* WORK TO DO
Reproduce every item below with "even-odd rule" swapped for "nonzero winding rule" and nothing else altered. Omit the pictures from your answer.

* THE DATA
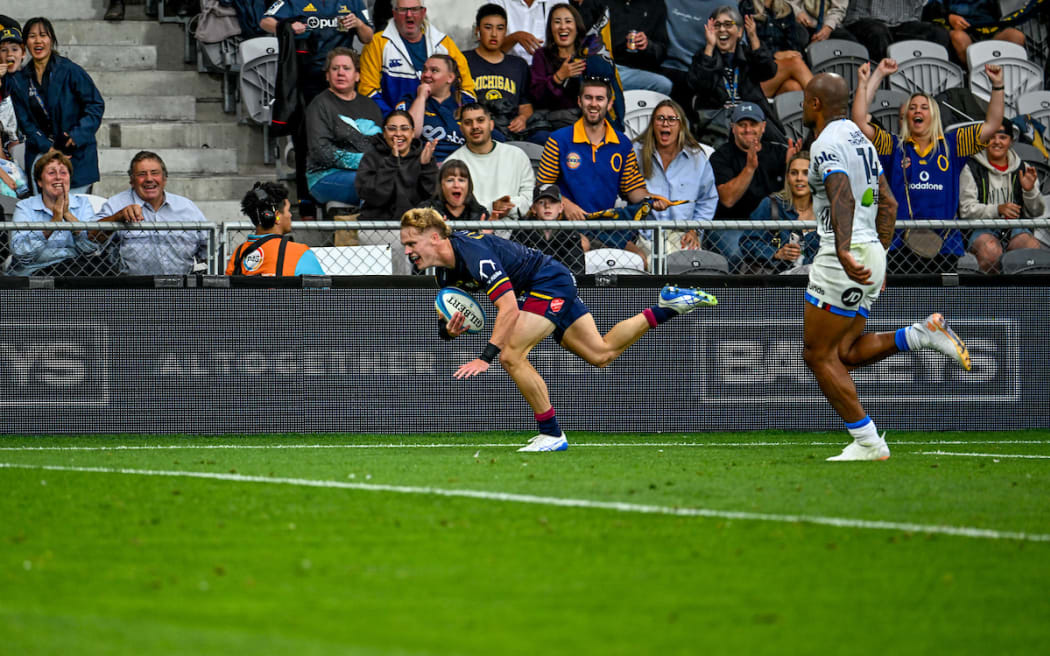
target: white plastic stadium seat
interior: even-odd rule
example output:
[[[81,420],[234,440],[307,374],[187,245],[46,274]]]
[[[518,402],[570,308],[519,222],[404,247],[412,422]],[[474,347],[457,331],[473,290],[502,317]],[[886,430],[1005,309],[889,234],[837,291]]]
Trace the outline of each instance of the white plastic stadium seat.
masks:
[[[326,246],[311,250],[330,276],[388,276],[393,273],[390,245]]]
[[[543,157],[543,146],[532,142],[507,142],[507,146],[513,146],[525,151],[528,161],[532,164],[532,171],[540,170],[540,158]]]
[[[919,39],[908,39],[890,43],[886,48],[886,57],[897,60],[900,66],[912,59],[940,59],[948,61],[948,49],[940,43],[932,41],[921,41]]]
[[[1002,42],[998,41],[996,43]],[[1003,67],[1007,117],[1017,113],[1017,100],[1022,96],[1043,87],[1043,69],[1027,59],[1000,58],[991,60],[989,63]],[[988,75],[983,66],[970,69],[970,91],[985,102],[991,98],[991,81],[988,80]]]
[[[1027,60],[1025,46],[1009,41],[978,41],[966,48],[966,67],[970,70],[998,59]]]
[[[1050,127],[1050,91],[1029,91],[1017,99],[1017,113],[1031,114],[1046,127]]]
[[[898,64],[897,72],[889,76],[889,88],[909,96],[911,93],[937,96],[962,86],[964,77],[963,69],[947,59],[914,57],[903,64]]]
[[[790,139],[799,139],[805,131],[802,127],[802,99],[804,91],[788,91],[773,99],[773,107],[780,117],[780,123],[788,129]]]
[[[93,193],[85,193],[81,195],[91,203],[91,210],[93,210],[96,214],[99,213],[99,210],[101,210],[102,206],[106,204],[106,200],[108,200],[108,198],[97,196]]]
[[[729,260],[714,251],[675,251],[667,256],[667,272],[729,274]]]
[[[277,85],[277,38],[240,42],[240,100],[248,117],[269,125]]]
[[[633,140],[645,132],[649,127],[649,119],[653,115],[653,108],[665,100],[669,98],[659,91],[624,91],[624,133]]]
[[[834,72],[845,78],[848,88],[857,88],[857,68],[868,61],[867,48],[855,41],[827,39],[805,48],[814,75]]]
[[[584,253],[587,273],[645,274],[646,263],[637,253],[623,249],[594,249]]]
[[[875,92],[875,100],[868,111],[884,130],[897,134],[901,127],[901,105],[908,102],[908,93],[879,89]]]

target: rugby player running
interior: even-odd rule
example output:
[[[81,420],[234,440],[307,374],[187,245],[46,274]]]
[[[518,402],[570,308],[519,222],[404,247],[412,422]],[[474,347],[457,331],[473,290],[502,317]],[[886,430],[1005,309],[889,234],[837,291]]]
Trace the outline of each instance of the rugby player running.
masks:
[[[820,250],[810,271],[803,357],[853,437],[830,461],[886,460],[889,447],[864,411],[849,371],[902,351],[933,348],[966,371],[970,354],[940,314],[891,333],[864,334],[886,276],[897,202],[875,147],[846,117],[849,90],[834,73],[805,87],[802,122],[813,129],[810,186]]]
[[[636,342],[649,329],[701,305],[714,305],[714,296],[700,290],[667,285],[659,302],[612,326],[605,336],[576,295],[569,269],[553,257],[492,234],[453,232],[432,209],[408,210],[401,217],[401,244],[418,271],[437,268],[441,287],[481,290],[496,305],[492,335],[480,356],[456,371],[457,379],[488,371],[499,355],[500,364],[513,379],[532,408],[539,435],[519,451],[564,451],[568,440],[558,424],[547,383],[528,361],[528,354],[545,337],[588,363],[604,367]],[[519,304],[518,296],[522,296]],[[457,312],[439,322],[442,339],[466,331]]]

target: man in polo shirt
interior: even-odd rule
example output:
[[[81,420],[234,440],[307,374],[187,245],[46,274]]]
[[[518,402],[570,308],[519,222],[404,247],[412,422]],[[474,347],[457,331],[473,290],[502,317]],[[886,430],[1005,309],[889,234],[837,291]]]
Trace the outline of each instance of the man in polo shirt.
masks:
[[[155,152],[140,151],[128,167],[131,188],[106,200],[100,221],[207,221],[189,198],[164,190],[168,168]],[[128,230],[119,239],[120,272],[128,275],[191,273],[208,261],[208,233],[197,230]]]
[[[788,161],[802,148],[801,140],[788,144],[762,141],[765,133],[765,114],[754,103],[740,103],[733,110],[733,139],[711,153],[711,168],[715,173],[718,190],[719,218],[747,219],[762,198],[784,188]],[[747,230],[713,230],[711,246],[736,269],[747,258],[741,244],[753,236]],[[755,231],[765,238],[764,231]]]
[[[646,181],[638,172],[631,140],[606,121],[612,104],[609,82],[584,78],[578,102],[583,118],[569,127],[555,130],[547,140],[537,183],[558,185],[562,190],[565,217],[569,220],[583,220],[591,212],[608,210],[616,204],[617,196],[630,204],[650,197]],[[652,197],[654,209],[667,209],[666,198]],[[622,244],[605,246],[634,250],[631,242],[626,247]],[[591,244],[591,248],[597,245]]]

* ANSWER BELOW
target: white plastic stadium seat
interior: nonzero winding rule
example output:
[[[81,420],[234,440],[307,374],[187,245],[46,274]]]
[[[518,402],[570,308],[519,222],[404,247],[412,422]],[[474,347],[457,331],[473,290],[502,317]],[[886,430],[1005,309],[889,234],[837,291]]]
Trace the outline of each instance of the white plastic stadium seat.
masks:
[[[326,246],[311,250],[330,276],[388,276],[393,273],[390,245]]]
[[[543,157],[543,146],[532,142],[507,142],[507,146],[513,146],[525,151],[528,161],[532,164],[532,171],[540,170],[540,158]]]
[[[919,39],[908,39],[890,43],[886,48],[886,57],[897,60],[900,66],[912,59],[940,59],[948,61],[948,49],[940,43],[932,41],[921,41]]]
[[[1002,42],[998,41],[996,43]],[[1003,67],[1007,117],[1017,113],[1017,100],[1022,96],[1043,87],[1043,69],[1027,59],[1000,58],[991,60],[989,63]],[[988,75],[983,66],[970,69],[970,91],[985,102],[991,98],[991,81],[988,80]]]
[[[1027,60],[1025,46],[1009,41],[978,41],[966,48],[966,67],[970,70],[998,59]]]
[[[1050,127],[1050,91],[1029,91],[1017,99],[1017,113],[1031,114],[1046,127]]]
[[[898,64],[897,72],[889,76],[889,88],[909,96],[911,93],[937,96],[962,86],[964,77],[963,69],[947,59],[914,57],[903,64]]]
[[[790,139],[799,139],[805,131],[802,127],[802,99],[804,91],[788,91],[773,99],[773,107],[780,117],[780,123],[788,129]]]
[[[93,193],[85,193],[81,195],[91,203],[91,210],[93,210],[96,214],[99,213],[99,210],[101,210],[102,206],[106,204],[106,200],[108,200],[108,198],[97,196]]]
[[[729,260],[714,251],[675,251],[667,256],[667,272],[729,274]]]
[[[277,85],[277,38],[240,42],[240,100],[248,117],[269,125]]]
[[[633,140],[645,132],[649,127],[649,119],[653,115],[653,108],[665,100],[669,98],[659,91],[624,91],[624,133]]]
[[[834,72],[845,78],[848,88],[857,88],[857,68],[868,61],[867,48],[855,41],[827,39],[805,48],[814,75]]]
[[[584,253],[587,273],[645,274],[646,263],[637,253],[623,249],[594,249]]]
[[[875,92],[875,100],[868,111],[884,130],[897,134],[901,127],[901,105],[908,102],[908,93],[879,89]]]

target: rugby player running
interior: nonzero winding rule
example output:
[[[81,420],[234,440],[307,374],[187,245],[46,274]]]
[[[518,402],[570,308],[519,222],[404,247],[412,422]],[[474,347],[457,331],[473,290],[502,317]],[[886,430],[1005,309],[889,234],[837,291]]]
Trace the outline of each instance of the rugby player running.
masks:
[[[820,250],[810,271],[803,357],[853,437],[830,461],[886,460],[889,447],[864,411],[849,371],[902,351],[933,348],[966,371],[970,354],[940,314],[891,333],[864,334],[886,276],[897,202],[875,147],[846,117],[849,90],[834,73],[805,87],[802,122],[813,129],[810,186]]]
[[[636,342],[649,329],[701,305],[714,305],[714,296],[700,290],[667,285],[659,302],[612,326],[605,336],[576,295],[569,269],[553,257],[492,234],[453,232],[432,209],[408,210],[401,217],[401,244],[418,271],[437,268],[441,287],[481,290],[496,305],[492,335],[480,356],[456,371],[457,379],[488,371],[499,355],[500,364],[513,379],[532,408],[539,435],[519,451],[564,451],[568,440],[558,424],[547,383],[528,361],[528,354],[545,337],[588,363],[604,367]],[[519,304],[518,296],[522,296]],[[457,312],[439,322],[442,339],[466,331]]]

target: man in polo shirt
interior: nonzero winding rule
example output:
[[[81,420],[234,440],[307,374],[187,245],[46,274]]]
[[[518,402],[570,308],[519,222],[404,247],[412,422]],[[474,347],[457,331],[473,290],[502,317]],[[886,430],[1005,309],[889,234],[837,291]]]
Trace the outline of each instance of the man in polo shirt.
masks:
[[[155,152],[140,151],[128,167],[131,188],[106,200],[100,221],[207,221],[189,198],[164,190],[168,168]],[[128,230],[119,239],[120,272],[128,275],[191,273],[208,261],[208,233],[197,230]]]
[[[788,161],[802,148],[801,140],[788,144],[762,141],[765,133],[765,114],[754,103],[740,103],[733,110],[733,139],[711,153],[711,168],[715,173],[718,190],[719,218],[747,219],[762,198],[784,188]],[[747,230],[713,230],[711,246],[736,269],[747,258],[741,244],[753,236]],[[755,231],[765,238],[764,231]]]
[[[646,181],[638,172],[631,140],[606,121],[612,104],[609,82],[584,78],[578,102],[583,118],[569,127],[555,130],[547,140],[537,183],[558,185],[562,190],[565,217],[569,220],[583,220],[591,212],[608,210],[616,204],[617,196],[630,204],[650,197]],[[652,197],[654,209],[667,209],[666,198]],[[622,244],[605,246],[634,250],[631,242],[626,247]],[[591,244],[591,248],[597,245]]]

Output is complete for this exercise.